Text for analysis

——————————

Transthoracic echocardiogram performed after 2 weeks of intravenous antifungal therapy with fluconazole, in addition to antibiotic therapy with vancomycin and ceftriaxone. Four apical chamber section. Reduction in the size and increased echogenicity of endocardial vegetation, partially calcified, pedunculated, and no longer prolapsing into the inflow tract of the left ventricle

Figure 5

Pattern of PW-TDI obtained at the level of the mass after 2 weeks of intravenous antifungal therapy with fluconazole, in addition to antibiotic therapy with vancomycin and ceftriaxone. Significant reduction in motility of the vegetation (peak antegrade velocity of 6 cm/s)

However, a significant hemodynamically mitral regurgitation persisted.

Taking into account the serious clinical condition of the patient and the recent episode of embolic stroke, we agreed with cardiac surgeons to opt for medical therapy alone.

In the following weeks, the patient's conditions worsened and she died 3 months after the diagnosis.

DISCUSSION

Neurologic events occur in 20-40% of patients with infective endocarditis (IE), mainly through the embolic occlusion of cerebral arteries arising from endocardial vegetation.[1]

Echocardiography plays a key role in predicting embolic events.[2]

Several factors are associated with increased risk of embolism:

Vegetation size: patients with vegetation length >10 mm are at higher risk of embolism,[3] and this risk is even higher in patients with very large (>15 mm) and mobile vegetations;[4]

Vegetation mobility: from fixed to prolapsing;[5]

Vegetation consistency: calcified lesions do not have embolic potentiality; those with a consistency equal or inferior to that of myocardial echoes are associated with increased risk of embolic complications;[6]

Vegetation extent: involvement of a single valve leaflet (particularly the location on the mitral valve) or multiple valve leaflets, the extension to extravalvular structures;[7]

The increasing or decreasing size of the vegetation under antibiotic therapy;[8]

Particular microorganisms (Staphylococci[9], Streptococcus bovis[10], Candida spp.);

Previous embolism;[8]

Biological markers.[11]

In the present case, clinical features of the patient (old and weakened), negative blood cultures, the vegetation's large size, and the response to antifungal therapy with IV fluconazole, suggested a diagnosis of fungal endocarditis.

——————————

Record excerpts
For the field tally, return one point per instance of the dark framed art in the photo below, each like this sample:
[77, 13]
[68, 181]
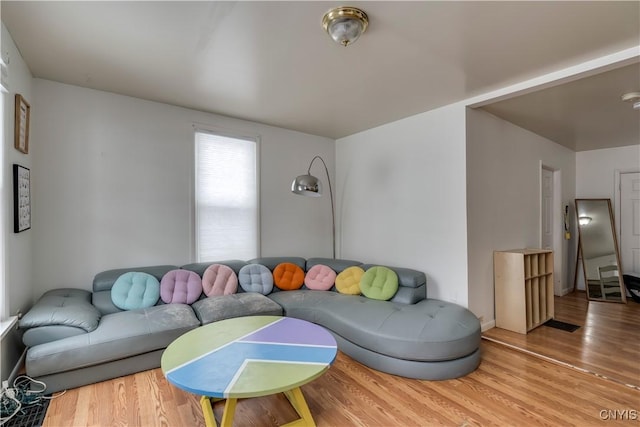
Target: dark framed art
[23, 113]
[21, 198]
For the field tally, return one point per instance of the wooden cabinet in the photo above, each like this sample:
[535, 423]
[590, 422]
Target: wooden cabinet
[523, 288]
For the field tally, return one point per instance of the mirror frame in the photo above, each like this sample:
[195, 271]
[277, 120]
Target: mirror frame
[623, 289]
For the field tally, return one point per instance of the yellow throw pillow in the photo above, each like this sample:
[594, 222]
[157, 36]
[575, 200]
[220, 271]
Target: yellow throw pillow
[348, 281]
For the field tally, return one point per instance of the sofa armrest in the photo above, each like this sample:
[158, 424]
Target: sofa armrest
[63, 307]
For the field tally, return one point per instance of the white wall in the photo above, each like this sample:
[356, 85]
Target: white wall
[402, 199]
[503, 199]
[17, 249]
[112, 184]
[595, 170]
[18, 246]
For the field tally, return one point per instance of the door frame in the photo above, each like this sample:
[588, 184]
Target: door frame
[558, 231]
[617, 200]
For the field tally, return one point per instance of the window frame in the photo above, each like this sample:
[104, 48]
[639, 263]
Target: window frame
[225, 133]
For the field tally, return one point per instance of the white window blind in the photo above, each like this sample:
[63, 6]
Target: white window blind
[226, 197]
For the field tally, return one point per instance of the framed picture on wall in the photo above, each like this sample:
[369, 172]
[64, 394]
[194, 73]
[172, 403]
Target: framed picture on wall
[23, 112]
[21, 198]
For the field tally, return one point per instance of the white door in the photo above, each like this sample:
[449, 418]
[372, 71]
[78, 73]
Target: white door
[630, 222]
[547, 209]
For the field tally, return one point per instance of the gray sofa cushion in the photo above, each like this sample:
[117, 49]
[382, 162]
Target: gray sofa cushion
[102, 301]
[104, 281]
[223, 307]
[337, 265]
[119, 335]
[63, 307]
[200, 267]
[430, 330]
[406, 276]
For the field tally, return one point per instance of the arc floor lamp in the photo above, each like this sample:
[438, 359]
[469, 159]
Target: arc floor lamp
[310, 186]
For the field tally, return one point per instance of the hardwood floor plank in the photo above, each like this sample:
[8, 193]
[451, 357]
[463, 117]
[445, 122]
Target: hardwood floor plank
[607, 342]
[509, 388]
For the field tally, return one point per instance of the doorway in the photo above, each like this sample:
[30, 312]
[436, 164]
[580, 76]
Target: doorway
[629, 221]
[551, 218]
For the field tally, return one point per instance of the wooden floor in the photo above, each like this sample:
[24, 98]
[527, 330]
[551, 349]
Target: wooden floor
[607, 342]
[509, 388]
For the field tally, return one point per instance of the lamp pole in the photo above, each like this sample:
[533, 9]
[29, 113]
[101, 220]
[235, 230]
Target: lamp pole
[333, 210]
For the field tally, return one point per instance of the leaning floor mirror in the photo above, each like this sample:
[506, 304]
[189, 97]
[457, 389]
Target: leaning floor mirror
[598, 249]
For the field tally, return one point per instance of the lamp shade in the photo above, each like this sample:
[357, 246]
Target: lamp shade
[307, 185]
[345, 24]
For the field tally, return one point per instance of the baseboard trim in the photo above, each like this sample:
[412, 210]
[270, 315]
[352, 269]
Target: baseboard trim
[18, 368]
[487, 325]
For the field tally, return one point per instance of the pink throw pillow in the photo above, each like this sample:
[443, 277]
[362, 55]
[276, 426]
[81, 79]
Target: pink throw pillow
[219, 279]
[180, 287]
[320, 278]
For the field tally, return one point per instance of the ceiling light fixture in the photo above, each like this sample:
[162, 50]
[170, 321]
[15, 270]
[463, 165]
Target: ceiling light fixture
[633, 97]
[345, 24]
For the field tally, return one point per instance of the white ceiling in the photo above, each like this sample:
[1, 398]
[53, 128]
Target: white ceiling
[271, 62]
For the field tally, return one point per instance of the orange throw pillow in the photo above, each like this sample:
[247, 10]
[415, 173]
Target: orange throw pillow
[288, 276]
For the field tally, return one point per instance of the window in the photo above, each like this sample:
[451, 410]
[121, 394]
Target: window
[226, 197]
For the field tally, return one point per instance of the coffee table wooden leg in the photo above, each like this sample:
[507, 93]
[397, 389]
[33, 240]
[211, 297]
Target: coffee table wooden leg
[296, 398]
[229, 412]
[207, 411]
[227, 415]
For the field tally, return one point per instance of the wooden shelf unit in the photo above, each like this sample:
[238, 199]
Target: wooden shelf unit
[523, 281]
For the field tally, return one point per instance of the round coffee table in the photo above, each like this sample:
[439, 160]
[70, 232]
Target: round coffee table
[249, 357]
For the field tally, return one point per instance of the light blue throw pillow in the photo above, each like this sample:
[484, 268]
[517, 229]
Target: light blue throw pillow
[134, 290]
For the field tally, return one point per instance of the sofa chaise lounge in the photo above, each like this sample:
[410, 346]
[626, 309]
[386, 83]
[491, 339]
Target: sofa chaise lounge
[77, 337]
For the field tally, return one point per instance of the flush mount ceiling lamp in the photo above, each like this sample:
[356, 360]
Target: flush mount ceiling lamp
[345, 24]
[634, 98]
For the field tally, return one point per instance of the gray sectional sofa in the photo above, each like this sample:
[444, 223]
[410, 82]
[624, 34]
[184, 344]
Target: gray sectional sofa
[77, 337]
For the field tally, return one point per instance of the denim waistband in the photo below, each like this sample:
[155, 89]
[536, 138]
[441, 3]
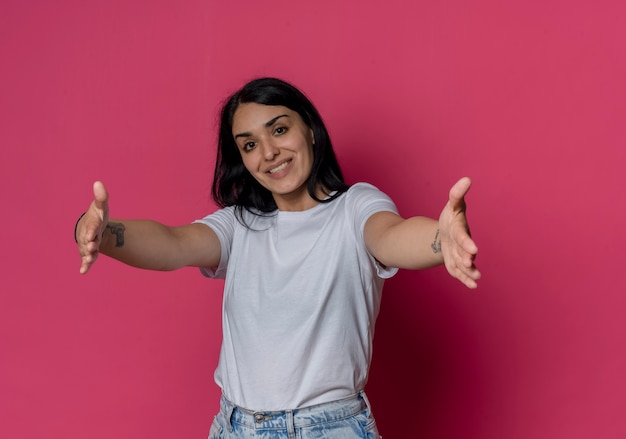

——————————

How to complete this task
Reproduce the part of the endocarditis case text above from "In the present" up to and including "of fungal endocarditis.", word for word.

Exercise response
In the present case, clinical features of the patient (old and weakened), negative blood cultures, the vegetation's large size, and the response to antifungal therapy with IV fluconazole, suggested a diagnosis of fungal endocarditis.